### Yang Diminta
Bisakah Anda menyambung berita tentang tragedi keluarga Al-Kurd di Gaza, dimulai tepat setelah kalimat terakhirnya?

### Kutipan Teks
---------------

Banyak keluarga menghadapi tragedi setiap hari saat Israel memerangi Hamas di Gaza.
Saat hamil sembilan bulan, Ola Al-Kurd tidak sabar untuk menggendong bayinya dan membawa kehidupan baru ke Gaza selama perang yang telah menewaskan lebih dari 39.000 warga Palestina dan meluluhlantahkan sebagian besar wilayah kantong tersebut.
Nyatanya, momen spesial itu tidak pernah datang.
Serangan udara Israel menghantam rumah keluarga di Al-Nuseirat di Gaza tengah pada 19 Juli, menurut ayahnya Adnan Al-Kurd.
Ledakan itu membuat Ola terjatuh beberapa lantai hingga tewas di dalam rumah tersebut, yang penghuninya termasuk wanita, anak-anak, dan orang tua, katanya.
Entah bagaimana, bayinya selamat, begitu pula suaminya yang dirawat di rumah sakit.
“Merupakan keajaiban janin tetap hidup di dalam dirinya ketika dia syahid (meninggal),” kata Adnan Al-Kurd sambil merenungkan foto wisuda putrinya.
Ledakan tersebut, seperti banyak ledakan lainnya, menewaskan beberapa anggota satu keluarga, sebuah tragedi sehari-hari di Gaza sejak Israel memulai serangannya di Gaza sebagai tanggapan atas serangan lintas batas yang menghancurkan oleh militan Hamas Palestina pada 7 Oktober tahun lalu.
Mediator dari Amerika Serikat, Qatar dan Mesir telah gagal dalam berbagai upaya untuk mencapai gencatan senjata. Jadi kecil kemungkinan serangan udara dan penembakan Israel akan berakhir dalam waktu dekat.

---------------

### Entri dari kumpulan data
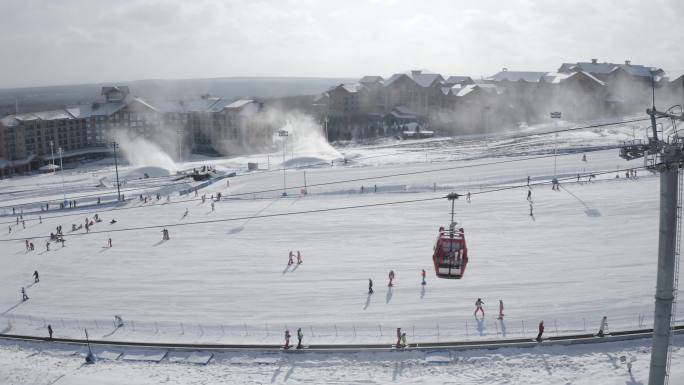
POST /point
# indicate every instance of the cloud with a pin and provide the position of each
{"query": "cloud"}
(78, 41)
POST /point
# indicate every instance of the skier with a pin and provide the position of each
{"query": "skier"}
(287, 338)
(478, 306)
(541, 331)
(500, 309)
(300, 335)
(603, 327)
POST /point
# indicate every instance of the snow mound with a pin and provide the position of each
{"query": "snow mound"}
(305, 161)
(151, 171)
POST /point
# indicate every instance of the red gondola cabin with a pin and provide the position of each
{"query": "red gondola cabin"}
(451, 253)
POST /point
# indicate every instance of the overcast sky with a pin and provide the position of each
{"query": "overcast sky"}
(53, 42)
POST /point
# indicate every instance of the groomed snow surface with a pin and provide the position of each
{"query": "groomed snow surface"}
(587, 251)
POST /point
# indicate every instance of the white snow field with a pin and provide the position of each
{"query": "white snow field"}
(589, 250)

---------------

### Hasil Latihan
“Dia ingin menggendong anaknya dan mengisi rumah kami dengan kehadirannya,” kata Al-Kurd. “Dia akan berkata, ‘Bu, semoga ini bisa menggantikan kehilangan saudara-saudaraku yang mati syahid dan membawa kehidupan kembali ke rumah kami’.
”Melawan segala rintangan, ahli bedah di rumah sakit Al Awda di Nuseirat – tempat Ola pertama kali dirawat setelah serangan tersebut – berhasil melahirkan bayi baru lahir, Malek Yassin. Dia kemudian dipindahkan ke Rumah Sakit Al Aqsa di Deir Al-Balah, di mana seorang bibinya menyentuh wajah bayi tersebut saat dia terbaring di inkubator.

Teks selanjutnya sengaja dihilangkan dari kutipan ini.